[Extracted records]

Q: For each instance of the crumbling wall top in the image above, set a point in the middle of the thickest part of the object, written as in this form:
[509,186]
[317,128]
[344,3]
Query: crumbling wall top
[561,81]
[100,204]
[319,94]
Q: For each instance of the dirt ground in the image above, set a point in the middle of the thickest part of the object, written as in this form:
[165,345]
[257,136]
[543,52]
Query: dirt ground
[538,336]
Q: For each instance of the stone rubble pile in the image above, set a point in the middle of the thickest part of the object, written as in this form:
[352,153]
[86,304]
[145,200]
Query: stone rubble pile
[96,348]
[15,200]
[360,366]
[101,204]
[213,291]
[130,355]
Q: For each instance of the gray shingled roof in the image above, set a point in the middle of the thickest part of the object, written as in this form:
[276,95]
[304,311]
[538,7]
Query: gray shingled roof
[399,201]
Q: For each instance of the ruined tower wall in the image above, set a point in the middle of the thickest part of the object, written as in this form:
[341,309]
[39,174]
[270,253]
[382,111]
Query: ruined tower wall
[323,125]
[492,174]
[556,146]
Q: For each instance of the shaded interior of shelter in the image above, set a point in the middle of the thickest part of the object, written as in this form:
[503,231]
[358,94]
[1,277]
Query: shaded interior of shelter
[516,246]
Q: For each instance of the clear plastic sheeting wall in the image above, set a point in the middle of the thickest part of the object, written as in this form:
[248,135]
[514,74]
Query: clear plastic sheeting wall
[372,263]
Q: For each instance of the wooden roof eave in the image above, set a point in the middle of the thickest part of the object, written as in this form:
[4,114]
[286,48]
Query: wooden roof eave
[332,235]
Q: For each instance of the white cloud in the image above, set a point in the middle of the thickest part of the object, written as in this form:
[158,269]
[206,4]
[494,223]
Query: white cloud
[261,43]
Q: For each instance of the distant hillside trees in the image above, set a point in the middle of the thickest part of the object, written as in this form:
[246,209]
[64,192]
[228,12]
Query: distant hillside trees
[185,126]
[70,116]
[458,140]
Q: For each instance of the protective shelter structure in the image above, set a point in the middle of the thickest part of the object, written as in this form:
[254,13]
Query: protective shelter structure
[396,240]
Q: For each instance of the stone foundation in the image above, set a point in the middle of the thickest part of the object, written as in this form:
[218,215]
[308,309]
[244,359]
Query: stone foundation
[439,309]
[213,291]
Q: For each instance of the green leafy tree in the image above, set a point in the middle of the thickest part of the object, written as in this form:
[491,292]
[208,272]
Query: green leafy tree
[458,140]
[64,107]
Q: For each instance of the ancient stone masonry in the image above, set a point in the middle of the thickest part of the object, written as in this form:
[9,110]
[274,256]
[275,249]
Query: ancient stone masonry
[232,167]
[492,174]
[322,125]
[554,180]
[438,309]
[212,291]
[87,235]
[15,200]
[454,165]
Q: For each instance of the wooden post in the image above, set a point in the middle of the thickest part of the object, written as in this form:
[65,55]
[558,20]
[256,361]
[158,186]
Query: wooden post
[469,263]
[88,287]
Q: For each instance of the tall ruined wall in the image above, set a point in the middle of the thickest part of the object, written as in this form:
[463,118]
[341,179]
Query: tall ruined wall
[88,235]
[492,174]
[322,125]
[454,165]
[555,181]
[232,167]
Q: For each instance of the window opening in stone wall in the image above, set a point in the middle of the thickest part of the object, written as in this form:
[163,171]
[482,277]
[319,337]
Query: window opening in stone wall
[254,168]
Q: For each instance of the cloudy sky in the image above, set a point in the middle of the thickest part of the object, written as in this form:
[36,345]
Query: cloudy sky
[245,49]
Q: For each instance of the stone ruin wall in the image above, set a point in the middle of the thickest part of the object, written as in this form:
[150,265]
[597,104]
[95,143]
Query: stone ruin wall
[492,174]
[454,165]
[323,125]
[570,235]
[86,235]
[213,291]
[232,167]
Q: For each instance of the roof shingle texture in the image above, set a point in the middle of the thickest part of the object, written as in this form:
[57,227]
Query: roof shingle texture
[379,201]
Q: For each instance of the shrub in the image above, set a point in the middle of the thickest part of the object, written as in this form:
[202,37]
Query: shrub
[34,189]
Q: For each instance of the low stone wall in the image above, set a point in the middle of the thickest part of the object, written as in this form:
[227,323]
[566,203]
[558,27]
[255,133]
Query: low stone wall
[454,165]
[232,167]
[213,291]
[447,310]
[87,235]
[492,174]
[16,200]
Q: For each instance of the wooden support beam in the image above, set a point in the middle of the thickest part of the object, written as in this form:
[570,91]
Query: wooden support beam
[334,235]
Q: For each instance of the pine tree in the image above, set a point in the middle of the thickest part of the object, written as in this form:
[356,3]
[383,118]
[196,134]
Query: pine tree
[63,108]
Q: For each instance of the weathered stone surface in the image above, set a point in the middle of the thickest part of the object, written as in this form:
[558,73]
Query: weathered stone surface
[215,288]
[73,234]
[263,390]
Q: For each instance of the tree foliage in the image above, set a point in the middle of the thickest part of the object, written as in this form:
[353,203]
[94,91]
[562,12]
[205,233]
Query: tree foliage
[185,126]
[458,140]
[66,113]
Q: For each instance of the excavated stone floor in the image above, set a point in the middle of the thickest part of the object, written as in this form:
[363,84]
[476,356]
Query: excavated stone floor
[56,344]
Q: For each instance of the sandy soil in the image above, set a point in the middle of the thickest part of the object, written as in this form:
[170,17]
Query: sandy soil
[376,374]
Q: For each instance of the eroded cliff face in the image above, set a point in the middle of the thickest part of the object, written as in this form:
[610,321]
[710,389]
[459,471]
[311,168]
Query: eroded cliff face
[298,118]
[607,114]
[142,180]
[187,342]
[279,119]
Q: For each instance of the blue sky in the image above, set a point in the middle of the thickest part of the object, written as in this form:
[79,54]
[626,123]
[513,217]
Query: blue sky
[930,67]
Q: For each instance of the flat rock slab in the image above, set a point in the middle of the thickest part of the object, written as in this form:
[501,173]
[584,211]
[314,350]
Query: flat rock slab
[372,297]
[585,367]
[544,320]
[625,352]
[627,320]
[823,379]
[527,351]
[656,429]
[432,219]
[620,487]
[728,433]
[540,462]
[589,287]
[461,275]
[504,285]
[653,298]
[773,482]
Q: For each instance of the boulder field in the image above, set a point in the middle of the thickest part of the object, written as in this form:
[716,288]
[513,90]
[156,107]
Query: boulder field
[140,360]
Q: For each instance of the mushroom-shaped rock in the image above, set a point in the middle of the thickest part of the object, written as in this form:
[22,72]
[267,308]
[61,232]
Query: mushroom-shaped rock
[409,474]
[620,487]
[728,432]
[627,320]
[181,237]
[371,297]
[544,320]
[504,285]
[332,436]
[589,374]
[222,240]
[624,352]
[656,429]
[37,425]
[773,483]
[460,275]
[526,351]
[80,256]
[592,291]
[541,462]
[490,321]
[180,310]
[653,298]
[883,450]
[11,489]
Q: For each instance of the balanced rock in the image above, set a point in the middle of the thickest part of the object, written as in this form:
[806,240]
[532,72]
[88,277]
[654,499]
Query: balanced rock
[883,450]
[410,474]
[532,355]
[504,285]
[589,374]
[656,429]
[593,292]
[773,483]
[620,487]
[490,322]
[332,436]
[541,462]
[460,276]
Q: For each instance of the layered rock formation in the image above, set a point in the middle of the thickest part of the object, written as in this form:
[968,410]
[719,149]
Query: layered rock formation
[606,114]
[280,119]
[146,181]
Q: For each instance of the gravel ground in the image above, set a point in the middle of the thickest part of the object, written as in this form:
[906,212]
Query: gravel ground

__What the task requires__.
Only lines holding the word "gravel" belong in the answer; copy all of them from the records.

__Finished task__.
Q: For each instance of the gravel ground in the image above, set a point in the middle of the thickest part of the object, written as in this form:
Query: gravel ground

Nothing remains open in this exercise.